● **Selected text**
*****
Tuesday, April 11, 2017

I dance to a different song


If you don't follow my blog but you came from a Facebook group and you just read an article, you might wonder what I'm actually writing about. Well, I'm writing about awakening, spirituality, yoga and daily life. I also write about experiences in relationships and online dating. To be quite honest I'm just having a fun.

By reading my blog you may come to conclusion that my life is great and I have nothing to complain about... and you are quite right. Nevertheless, at this moment, I want to shift the course of my life. I feel an internal desire to turn things around. My vision is not completely clear and I'm not quite sure where I want to end up, so things are about to change.

At age 52, I've reached a point when I just no longer fit in with the crowd. It is difficult for me to admit, but I must be honest, I'm too old for going out and clubbing. There is no reason I should go to clubs if everyone around me is my daughter's age. If you don’t see the problem then you have a problem.

Last weekend was all about drinking. The Dreamer came on Friday and we had four beers each. We were drinking and talking, we went to bed around 2 am. On Saturday we went out to Reservoir Lounge, meet my friends, danced and of course drunk beer. On Sunday I was with my friends in Dark Horse on Bloor and later in Brydens. I had at least five pints of beer.

I'm thinking for myself and I'm seeing my mistakes. What I'm not quite sure is this life my show, is it my dream or just randomly and loosely connected events. But honestly, who the fuck cares. I need to save money, smoke less, drink less and exercise more. Spring is here. Today in Toronto is 20 C and it feels really nice so I'll be rising earlier. So from today I'm starting a new "spring/summer" schedule:

5 am - wake up
7 am - yoga practice (60 min)
6 pm - gym exercise (20 min)
9 pm - sleep

Daily ashtanga yoga half-primary practice, 60 minutes long and once a week the full primary class is a must. I want to have 85 kg without belly fat. I want to include daily gym exercise and running / walking daily activity. I want to increase my energy so I need physical activities. I need to use the gym more often and to start running outside. The money monitoring should be put in place. I want to be more aware of my money spending habits and I must try to spend less and save more.
*****
(Data records)
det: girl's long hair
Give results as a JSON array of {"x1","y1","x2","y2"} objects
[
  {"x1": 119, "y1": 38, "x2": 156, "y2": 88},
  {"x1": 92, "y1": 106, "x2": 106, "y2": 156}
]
*****
● **Written problem 1**
In the blog post about changing course, what time is the new spring/summer schedule set to start each day?
● **Written problem 2**
Continue the blog post about changing course from where it stops.

● **Task response 1**
5 am

● **Task response 2**
I’ve come to realization that I should change my relationship with the Dreamer. She takes too much time and she costs me a lot of money. For what? There is no future with her and these days are just passing show. I feel like I am wasting time. I have decided to dedicate the rest of my life in finding the Truth and being who I am. To love someone is to be in heaven. Love is essential for a joyful life. Sex is a wonderful, most creative force in life. But sometimes the same love creates emotional, physical, spiritual, mental turmoil and takes me away from my goal.

So my life from now will be simple with lots of physical activities. I will do yoga and try to eat healthy. I'll continue going to bed at 9 PM and have a good night rest. I don't care what other people think of me. I'm not interested if people going to like me or not.

"I" or "me" or personal self does not exist; personal self is an illusion.
Nothing in this world is true.
The life is a dream and the meaning of life is whatever I give it.
The purpose of life is to enjoy simple existence.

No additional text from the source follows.